Request
Please report how many of the lines below contain the string "image", matching case exactly, and give only that number.

Excerpted records
◆ ◆ ◆ ◆ ◆ ◆ ◆
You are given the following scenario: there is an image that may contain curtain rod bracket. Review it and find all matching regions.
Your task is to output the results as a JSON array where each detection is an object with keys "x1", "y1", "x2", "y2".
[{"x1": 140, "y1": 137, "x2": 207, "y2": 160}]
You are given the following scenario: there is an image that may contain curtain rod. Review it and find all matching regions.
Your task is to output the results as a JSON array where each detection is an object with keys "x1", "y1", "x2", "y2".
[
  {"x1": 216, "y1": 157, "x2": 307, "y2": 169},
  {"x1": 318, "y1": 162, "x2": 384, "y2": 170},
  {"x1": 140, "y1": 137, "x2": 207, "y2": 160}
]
◆ ◆ ◆ ◆ ◆ ◆ ◆
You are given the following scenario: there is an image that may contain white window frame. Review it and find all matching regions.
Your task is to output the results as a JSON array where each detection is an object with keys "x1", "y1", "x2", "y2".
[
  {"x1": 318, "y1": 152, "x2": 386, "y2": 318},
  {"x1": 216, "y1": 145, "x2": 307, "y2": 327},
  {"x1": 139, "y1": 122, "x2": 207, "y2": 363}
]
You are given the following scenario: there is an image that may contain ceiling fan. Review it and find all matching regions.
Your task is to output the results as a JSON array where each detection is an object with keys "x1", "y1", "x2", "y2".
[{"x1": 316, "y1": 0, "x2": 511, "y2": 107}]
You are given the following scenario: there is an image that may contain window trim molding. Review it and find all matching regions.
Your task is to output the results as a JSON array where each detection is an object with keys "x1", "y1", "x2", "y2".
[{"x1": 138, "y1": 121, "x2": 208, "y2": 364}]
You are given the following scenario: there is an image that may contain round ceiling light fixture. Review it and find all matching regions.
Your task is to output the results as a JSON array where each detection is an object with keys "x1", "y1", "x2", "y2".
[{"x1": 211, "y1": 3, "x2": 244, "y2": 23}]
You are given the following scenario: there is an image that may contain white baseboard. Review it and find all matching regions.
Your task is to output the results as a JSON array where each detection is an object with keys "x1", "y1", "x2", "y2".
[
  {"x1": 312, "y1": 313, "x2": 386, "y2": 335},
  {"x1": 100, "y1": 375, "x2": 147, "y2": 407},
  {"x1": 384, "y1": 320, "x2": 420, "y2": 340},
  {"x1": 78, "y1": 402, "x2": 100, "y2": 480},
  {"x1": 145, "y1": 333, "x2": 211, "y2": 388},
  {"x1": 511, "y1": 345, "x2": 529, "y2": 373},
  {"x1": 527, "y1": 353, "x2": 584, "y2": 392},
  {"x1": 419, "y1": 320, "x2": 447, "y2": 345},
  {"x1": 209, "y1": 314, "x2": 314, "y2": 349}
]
◆ ◆ ◆ ◆ ◆ ◆ ◆
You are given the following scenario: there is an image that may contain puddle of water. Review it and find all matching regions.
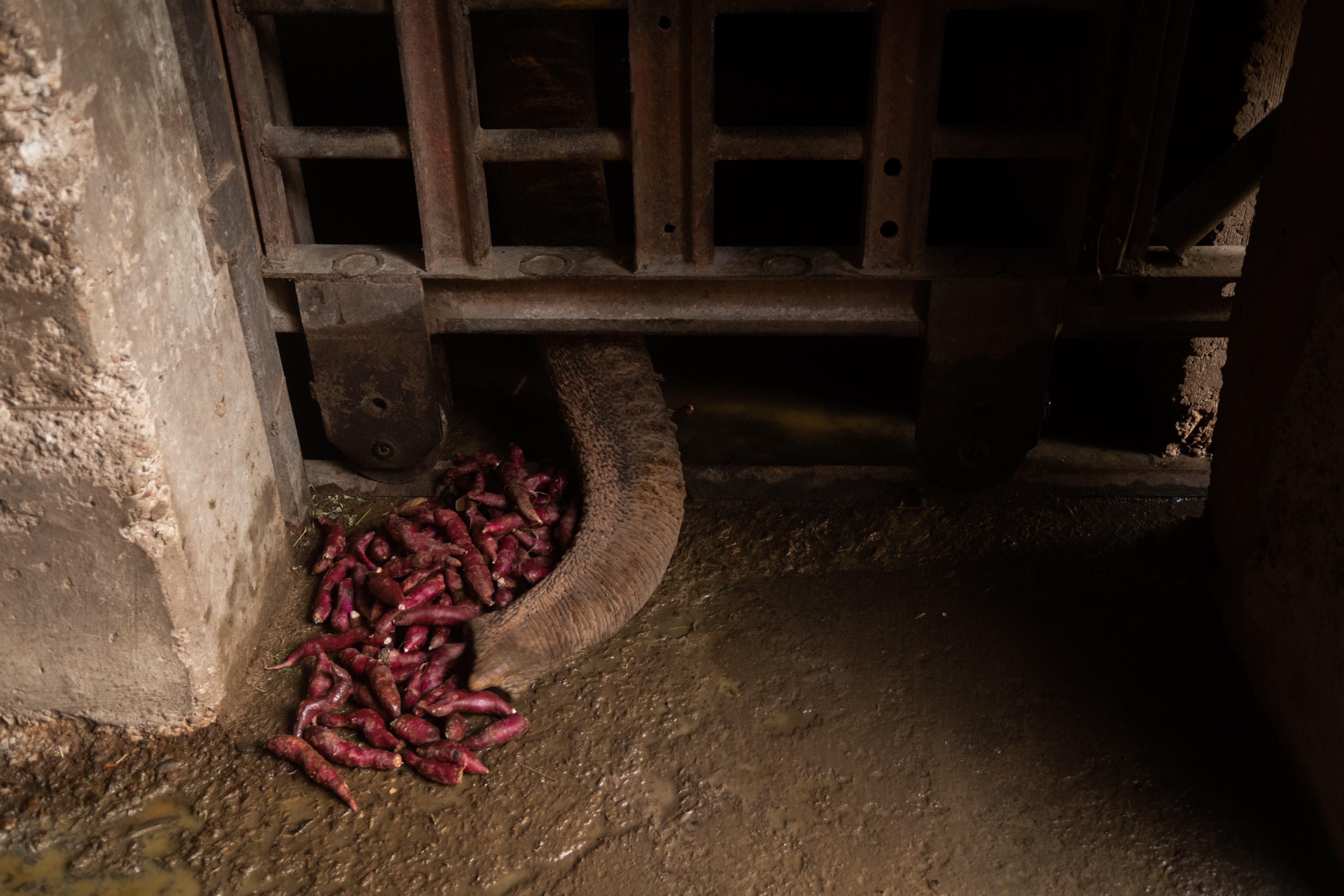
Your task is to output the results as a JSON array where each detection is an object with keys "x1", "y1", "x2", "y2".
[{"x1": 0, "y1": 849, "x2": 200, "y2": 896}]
◆ ◆ ◆ ◆ ◆ ◆ ◆
Final answer
8